> BRIEF
From the line that contains "jacket sleeve, the" down to the last line of the data below, transcribe every line exactly.
** MATERIAL SHOWN follows **
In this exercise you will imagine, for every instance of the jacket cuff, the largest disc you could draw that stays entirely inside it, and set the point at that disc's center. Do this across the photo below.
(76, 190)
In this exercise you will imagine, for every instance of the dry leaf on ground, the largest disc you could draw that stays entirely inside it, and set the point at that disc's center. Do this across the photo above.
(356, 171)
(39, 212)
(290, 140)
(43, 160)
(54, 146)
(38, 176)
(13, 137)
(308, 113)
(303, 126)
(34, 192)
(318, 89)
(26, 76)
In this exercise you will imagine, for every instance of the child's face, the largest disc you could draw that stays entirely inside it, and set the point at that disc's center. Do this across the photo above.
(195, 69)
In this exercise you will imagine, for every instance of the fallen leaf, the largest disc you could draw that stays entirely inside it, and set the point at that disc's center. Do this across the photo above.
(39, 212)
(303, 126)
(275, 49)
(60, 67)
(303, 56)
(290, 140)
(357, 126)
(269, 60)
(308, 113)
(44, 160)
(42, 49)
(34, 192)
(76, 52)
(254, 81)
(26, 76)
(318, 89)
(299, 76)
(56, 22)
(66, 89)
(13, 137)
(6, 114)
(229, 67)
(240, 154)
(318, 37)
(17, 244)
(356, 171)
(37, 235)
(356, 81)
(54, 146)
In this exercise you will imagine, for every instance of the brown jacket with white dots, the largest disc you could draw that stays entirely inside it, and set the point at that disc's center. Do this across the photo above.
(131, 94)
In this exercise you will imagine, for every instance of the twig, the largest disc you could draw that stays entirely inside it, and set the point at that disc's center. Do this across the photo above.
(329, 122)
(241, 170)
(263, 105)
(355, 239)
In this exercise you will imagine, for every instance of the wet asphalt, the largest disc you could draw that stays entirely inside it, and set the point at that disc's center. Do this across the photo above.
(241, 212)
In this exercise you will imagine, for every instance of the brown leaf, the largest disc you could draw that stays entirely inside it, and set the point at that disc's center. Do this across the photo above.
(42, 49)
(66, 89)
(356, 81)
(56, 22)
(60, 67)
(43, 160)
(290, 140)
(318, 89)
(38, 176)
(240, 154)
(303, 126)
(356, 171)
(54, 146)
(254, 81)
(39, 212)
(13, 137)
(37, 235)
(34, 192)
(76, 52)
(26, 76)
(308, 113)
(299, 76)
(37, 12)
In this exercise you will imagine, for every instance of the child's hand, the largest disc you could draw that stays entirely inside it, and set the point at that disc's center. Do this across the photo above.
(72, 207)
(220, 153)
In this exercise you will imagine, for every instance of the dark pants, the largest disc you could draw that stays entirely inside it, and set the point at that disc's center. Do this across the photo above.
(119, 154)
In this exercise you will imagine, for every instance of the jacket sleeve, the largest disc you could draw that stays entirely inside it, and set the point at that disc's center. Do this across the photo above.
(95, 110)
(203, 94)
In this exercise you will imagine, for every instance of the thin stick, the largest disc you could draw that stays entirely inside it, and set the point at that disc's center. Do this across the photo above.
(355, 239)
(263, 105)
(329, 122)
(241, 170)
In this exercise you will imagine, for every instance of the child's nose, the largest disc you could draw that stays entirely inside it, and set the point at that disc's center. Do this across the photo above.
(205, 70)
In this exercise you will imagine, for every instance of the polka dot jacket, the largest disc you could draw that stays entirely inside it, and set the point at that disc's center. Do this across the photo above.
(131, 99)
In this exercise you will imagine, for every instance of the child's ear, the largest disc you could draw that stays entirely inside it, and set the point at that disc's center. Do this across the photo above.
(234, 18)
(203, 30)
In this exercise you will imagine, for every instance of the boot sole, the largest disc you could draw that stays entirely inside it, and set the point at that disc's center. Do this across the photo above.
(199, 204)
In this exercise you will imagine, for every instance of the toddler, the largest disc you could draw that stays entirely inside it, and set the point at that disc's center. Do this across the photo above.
** End of MATERIAL SHOWN **
> WRITTEN RESPONSE
In this exercise you will imagine, for every instance of the jacket sleeve, the largest disc you could draw that stays entirely inside it, and set the point at that disc's center. Do this across the photo above.
(95, 110)
(203, 94)
In this exercise you will imagine, for every instance of the thin stick, the largest disc you could draw that stays entirely inside it, and set the point at that disc's center. Do this across the photo above.
(355, 239)
(263, 105)
(329, 122)
(241, 170)
In this exercise you will imagine, for every instance of the child's nose, the largest disc you could draw that stays entirely inside it, and set the point at that disc's center. Do this across the photo above.
(205, 70)
In this exercise you will imagine, for every instance of the polka dot jacket, the largest disc you could draw that stays entirely inside it, and set the point at that disc's center. Do this across the photo above.
(131, 99)
In this exercise you will imagine, for every instance of the child's ear, the largest disc you could draw that stays entirely inside it, and set the point at that disc's center. Do this across the photo above.
(234, 18)
(203, 30)
In this exercise you will imagine, for every instance of the boot sole, the largest disc you could draw that stays entirely inside it, and set the point at that disc's center. Do this across the photo above.
(199, 204)
In this exercise you will imagine, for every instance of the toddler, the largest disc you could draw that stays entirely inside it, and set the point at that disc's center. Do this across the photo above.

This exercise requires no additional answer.